■ **Tasks and exercises**
1. Answer these questions from the chlorosis thread, one line each:
(a) About how many mainstream media has the poster tried?
(b) In the new mix, what was substituted for the Peptone?
(c) What share of the bigger seedlings on the new mix are chlorotic?
2. In one to three sentences, explain what the chlorosis thread gives as the reason the poster prefers the new mix with Tryptone and the nut endosperm.
3. Proceed with the chlorosis thread from the point where it stops.

■ **Text shown**
_ _ _

# Chlorosis



## Trithor (Mar 30, 2014)

I have been trying out a number of flasking mediums and a few 'hybrid' versions as well. I have one medium which is showing fantastic potential, but has a nasty side effect, .... chlorosis of a high percentage of the germinating seedlings.
I have tried out around 15 mainstream media, and have resorted to hybridising existing and now adding a few spins to these. 
Of the 'main-stream' media, my best results are currently with old fashioned M&S at half strength with adjusted micros and vitamins, plus coconut water and a 1/20 addition of Svante Malmgren medium. With this I am getting good germination of paphs and other species.
My new favourite is a mix using the above base with Tryptone substituted for the Peptone, and a liquidised endosperm of an African nut which is occurs on my farm. With this I am getting fantastic germination (glaucophylum, villosum and Maudiae are my current test subjects). The seedlings germinate around 5 weeks ahead of the same seed on 3 different mainstream media and show accelerated growth. The only downside is that 50% (of the bigger seedlings) are chlorotic. I replated the flasks to a general maintenance medium and a full strength version of the germinating medium, with adjusted NH4NO3.
My question is, .... does anyone have any experience with flask seedlings and them greening up? Is there some other adjustment that I can make? The seedlings are doing fantastically, only ice white! Predictably it is the biggest plants that are affected.
PLEASE any suggestions will be welcome!


----------



## Ryan Young (Mar 30, 2014)

_ _ _

■ **Study material**
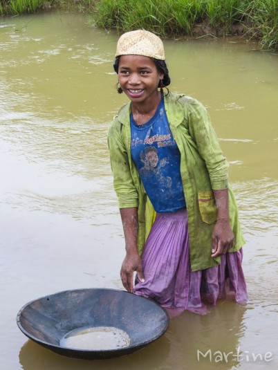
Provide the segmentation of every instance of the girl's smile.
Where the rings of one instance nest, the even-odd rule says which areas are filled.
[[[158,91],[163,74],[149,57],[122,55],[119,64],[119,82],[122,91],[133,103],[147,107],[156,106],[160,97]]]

_ _ _

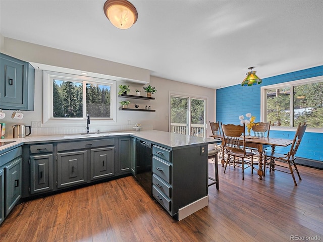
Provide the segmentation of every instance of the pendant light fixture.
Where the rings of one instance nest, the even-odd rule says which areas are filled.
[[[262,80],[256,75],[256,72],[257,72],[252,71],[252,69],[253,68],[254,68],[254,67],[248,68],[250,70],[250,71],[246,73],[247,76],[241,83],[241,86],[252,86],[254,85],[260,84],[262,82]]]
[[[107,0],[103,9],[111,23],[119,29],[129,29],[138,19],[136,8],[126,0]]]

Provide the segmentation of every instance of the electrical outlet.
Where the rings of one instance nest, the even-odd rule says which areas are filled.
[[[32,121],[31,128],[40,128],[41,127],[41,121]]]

_ _ _

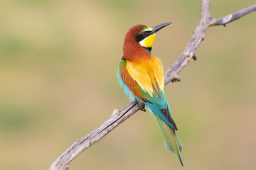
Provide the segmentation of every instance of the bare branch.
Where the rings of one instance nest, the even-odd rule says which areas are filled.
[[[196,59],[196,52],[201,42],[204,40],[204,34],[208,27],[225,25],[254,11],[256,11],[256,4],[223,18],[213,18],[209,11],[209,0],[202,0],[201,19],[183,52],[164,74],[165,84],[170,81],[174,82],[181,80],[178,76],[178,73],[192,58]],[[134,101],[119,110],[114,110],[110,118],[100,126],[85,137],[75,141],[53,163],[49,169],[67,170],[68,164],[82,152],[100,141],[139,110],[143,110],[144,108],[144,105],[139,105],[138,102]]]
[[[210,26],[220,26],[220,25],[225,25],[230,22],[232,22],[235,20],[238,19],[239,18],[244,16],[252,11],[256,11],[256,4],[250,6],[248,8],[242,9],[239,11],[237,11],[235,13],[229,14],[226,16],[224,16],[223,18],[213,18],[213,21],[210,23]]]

_ _ _

■ **Task-by-task outputs**
1.
(a) Around 15.
(b) Tryptone.
(c) 50%.

2. The new mix gives fantastic germination in glaucophylum, villosum and Maudiae. The seedlings germinate around 5 weeks ahead of the same seed on 3 different mainstream media and show accelerated growth.

3.
Perhaps the addition of Triacontanol to the medium would aid in this problem, you could also spray on seedlings in intervals. It acts as a plant growth booster by aiding absorption of nutrients, increasing growth and the production of chlorophyll. There are a few papers written on it. It is from the waxy coating of alfalfa.


----------



## Ryan Young (Mar 30, 2014)

Also a little goes a long way 2.5-10 ppm range is sufficient according to the papers that I've read.


----------



## TyroneGenade (Mar 30, 2014)

Can you provide some pictures? Chlorosis can have several causes and the pattern of chlorosis can suggest the underlying problem. See http://tomatoheadquarters.com/wp-content/uploads/2013/03/disease-graphic.png for a quick summary.

This is a little bit more indepth: http://www.420magazine.com/forums/problems-pests-disease-control/153954-some-plant-deficiencies.html (Amazing how much research has gone into growing Cannabis.)


----------



## PaphMadMan (Mar 30, 2014)

Not much experience with orchid seed flasking, but some thoughts from plant tissue culture work a lifetime ago.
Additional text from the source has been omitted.